◆ Task brief
Gather every line below that contains the word "vegetation" and copy each one out.

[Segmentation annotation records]
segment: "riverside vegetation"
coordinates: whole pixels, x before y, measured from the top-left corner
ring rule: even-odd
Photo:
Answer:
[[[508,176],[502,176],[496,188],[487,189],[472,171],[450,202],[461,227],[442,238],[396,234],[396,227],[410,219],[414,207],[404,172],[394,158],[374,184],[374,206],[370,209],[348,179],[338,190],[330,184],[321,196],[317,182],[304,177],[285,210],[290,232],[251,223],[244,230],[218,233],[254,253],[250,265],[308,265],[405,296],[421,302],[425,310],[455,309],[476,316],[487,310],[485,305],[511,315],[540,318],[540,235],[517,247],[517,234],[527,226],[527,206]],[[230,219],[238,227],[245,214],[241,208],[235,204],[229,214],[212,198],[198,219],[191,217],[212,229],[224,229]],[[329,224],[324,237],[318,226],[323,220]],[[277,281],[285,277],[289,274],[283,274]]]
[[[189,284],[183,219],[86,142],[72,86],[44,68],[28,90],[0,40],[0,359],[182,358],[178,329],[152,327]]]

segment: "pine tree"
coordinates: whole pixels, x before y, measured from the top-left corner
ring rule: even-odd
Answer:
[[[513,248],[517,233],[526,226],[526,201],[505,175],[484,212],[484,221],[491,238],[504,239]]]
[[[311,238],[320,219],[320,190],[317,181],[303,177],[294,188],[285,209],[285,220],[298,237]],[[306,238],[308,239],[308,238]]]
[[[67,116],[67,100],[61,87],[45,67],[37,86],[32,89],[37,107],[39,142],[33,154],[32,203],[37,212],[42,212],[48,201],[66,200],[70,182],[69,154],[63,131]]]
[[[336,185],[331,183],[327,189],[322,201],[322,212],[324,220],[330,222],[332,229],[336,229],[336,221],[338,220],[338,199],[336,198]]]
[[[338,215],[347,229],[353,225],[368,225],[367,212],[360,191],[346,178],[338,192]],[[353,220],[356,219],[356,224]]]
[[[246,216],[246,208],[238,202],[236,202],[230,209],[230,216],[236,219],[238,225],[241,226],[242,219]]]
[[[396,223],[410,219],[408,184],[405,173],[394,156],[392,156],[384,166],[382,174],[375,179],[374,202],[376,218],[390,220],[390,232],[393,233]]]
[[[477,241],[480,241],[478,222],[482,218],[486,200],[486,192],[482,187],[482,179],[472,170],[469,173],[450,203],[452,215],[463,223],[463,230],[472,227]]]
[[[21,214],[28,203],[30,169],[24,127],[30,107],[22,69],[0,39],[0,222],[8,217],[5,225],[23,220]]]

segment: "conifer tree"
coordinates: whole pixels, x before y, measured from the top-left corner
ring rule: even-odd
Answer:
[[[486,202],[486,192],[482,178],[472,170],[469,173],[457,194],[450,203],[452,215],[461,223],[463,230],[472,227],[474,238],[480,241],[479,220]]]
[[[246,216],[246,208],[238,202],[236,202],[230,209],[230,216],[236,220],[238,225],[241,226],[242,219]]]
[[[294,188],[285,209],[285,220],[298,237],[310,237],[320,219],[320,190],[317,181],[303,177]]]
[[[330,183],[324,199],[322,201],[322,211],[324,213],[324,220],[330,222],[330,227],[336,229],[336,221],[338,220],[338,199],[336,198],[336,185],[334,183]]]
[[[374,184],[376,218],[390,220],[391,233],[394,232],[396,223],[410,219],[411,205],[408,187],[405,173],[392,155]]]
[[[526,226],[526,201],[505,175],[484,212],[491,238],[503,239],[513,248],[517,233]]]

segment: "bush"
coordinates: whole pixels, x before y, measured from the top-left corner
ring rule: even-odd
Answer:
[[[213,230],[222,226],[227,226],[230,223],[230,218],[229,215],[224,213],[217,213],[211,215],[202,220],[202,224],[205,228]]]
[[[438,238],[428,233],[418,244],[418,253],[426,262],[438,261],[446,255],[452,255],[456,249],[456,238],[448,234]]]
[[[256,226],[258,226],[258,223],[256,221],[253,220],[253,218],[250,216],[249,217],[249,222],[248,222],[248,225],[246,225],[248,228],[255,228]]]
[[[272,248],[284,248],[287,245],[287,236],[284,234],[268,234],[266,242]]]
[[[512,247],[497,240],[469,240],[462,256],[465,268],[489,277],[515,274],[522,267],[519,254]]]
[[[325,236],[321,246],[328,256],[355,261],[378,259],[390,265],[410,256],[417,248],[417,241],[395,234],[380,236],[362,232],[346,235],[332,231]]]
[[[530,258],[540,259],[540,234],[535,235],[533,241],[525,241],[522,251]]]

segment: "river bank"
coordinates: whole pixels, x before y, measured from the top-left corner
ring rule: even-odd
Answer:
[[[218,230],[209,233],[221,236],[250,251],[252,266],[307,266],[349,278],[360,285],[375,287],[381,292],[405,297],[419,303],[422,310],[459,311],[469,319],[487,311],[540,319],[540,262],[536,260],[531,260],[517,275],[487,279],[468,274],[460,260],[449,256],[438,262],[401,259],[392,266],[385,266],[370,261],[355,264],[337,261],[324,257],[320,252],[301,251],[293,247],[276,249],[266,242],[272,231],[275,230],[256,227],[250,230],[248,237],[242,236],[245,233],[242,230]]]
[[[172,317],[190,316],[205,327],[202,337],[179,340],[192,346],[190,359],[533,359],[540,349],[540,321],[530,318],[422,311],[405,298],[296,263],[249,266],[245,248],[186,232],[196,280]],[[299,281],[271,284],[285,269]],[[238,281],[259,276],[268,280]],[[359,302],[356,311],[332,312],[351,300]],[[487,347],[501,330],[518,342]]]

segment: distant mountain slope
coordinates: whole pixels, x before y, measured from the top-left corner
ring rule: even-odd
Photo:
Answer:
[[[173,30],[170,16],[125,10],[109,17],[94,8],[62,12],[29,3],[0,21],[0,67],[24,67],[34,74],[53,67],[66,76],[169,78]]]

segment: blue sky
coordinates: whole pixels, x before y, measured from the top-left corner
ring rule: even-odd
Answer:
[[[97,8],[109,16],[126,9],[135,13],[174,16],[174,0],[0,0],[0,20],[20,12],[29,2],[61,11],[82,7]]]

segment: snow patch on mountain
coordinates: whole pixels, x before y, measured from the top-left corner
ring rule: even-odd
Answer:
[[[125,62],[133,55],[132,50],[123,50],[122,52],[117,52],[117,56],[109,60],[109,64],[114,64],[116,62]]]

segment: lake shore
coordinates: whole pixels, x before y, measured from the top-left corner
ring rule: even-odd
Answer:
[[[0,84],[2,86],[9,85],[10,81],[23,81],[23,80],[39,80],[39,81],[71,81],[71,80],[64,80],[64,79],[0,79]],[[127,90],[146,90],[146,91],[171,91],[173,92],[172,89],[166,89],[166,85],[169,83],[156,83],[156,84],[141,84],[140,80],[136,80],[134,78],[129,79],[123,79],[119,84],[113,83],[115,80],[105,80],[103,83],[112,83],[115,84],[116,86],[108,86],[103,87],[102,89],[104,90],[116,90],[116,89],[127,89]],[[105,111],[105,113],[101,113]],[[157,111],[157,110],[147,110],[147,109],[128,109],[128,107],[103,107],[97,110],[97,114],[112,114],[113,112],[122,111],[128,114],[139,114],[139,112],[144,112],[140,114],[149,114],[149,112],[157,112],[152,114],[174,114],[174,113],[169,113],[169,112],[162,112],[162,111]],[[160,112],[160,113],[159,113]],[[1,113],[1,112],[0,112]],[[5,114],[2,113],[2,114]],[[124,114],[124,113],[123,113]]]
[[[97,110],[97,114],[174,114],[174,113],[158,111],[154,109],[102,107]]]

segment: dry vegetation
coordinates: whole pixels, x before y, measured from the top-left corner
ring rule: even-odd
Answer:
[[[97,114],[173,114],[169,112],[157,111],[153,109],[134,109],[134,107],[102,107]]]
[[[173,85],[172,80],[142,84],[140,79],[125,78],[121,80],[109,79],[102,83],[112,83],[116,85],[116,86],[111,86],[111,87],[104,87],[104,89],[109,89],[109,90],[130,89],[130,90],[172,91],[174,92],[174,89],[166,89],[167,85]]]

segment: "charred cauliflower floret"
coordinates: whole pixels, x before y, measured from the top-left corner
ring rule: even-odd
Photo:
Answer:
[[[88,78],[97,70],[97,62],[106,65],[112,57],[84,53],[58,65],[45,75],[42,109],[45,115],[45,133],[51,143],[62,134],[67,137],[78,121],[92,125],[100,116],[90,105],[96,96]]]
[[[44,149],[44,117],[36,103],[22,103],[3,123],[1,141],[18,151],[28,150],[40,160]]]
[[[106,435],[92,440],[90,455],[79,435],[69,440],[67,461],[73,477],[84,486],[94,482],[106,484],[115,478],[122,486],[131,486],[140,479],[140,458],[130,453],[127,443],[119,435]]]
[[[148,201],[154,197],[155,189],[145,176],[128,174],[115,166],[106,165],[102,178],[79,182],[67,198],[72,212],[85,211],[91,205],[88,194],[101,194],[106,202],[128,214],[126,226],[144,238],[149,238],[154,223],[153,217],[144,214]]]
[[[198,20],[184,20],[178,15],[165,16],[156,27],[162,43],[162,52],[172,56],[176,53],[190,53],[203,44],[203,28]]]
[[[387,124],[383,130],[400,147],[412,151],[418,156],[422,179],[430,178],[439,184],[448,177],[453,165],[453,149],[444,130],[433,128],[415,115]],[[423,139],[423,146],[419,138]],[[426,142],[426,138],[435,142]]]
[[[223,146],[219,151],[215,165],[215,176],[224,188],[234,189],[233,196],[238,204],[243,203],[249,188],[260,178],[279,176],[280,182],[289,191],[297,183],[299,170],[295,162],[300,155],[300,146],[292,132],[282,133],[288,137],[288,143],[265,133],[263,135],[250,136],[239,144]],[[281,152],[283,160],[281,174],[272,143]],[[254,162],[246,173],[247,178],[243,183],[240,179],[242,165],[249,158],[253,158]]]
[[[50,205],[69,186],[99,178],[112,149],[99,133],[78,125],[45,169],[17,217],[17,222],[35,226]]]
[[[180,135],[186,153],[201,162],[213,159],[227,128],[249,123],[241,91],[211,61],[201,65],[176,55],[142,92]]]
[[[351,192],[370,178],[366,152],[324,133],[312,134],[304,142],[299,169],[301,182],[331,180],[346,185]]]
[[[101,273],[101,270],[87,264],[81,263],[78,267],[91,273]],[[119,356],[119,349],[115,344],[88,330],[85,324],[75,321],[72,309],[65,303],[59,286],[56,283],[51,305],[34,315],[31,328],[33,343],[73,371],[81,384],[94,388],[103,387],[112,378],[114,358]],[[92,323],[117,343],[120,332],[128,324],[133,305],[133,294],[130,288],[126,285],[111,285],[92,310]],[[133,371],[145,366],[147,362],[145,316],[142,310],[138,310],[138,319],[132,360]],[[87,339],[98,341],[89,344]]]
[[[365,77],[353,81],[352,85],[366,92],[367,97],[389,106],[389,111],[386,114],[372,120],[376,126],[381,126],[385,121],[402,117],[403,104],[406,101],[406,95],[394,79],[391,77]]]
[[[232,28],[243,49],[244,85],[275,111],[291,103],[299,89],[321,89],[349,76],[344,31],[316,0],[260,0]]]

◆ Written response
segment: "riverside vegetation"
segment: dry vegetation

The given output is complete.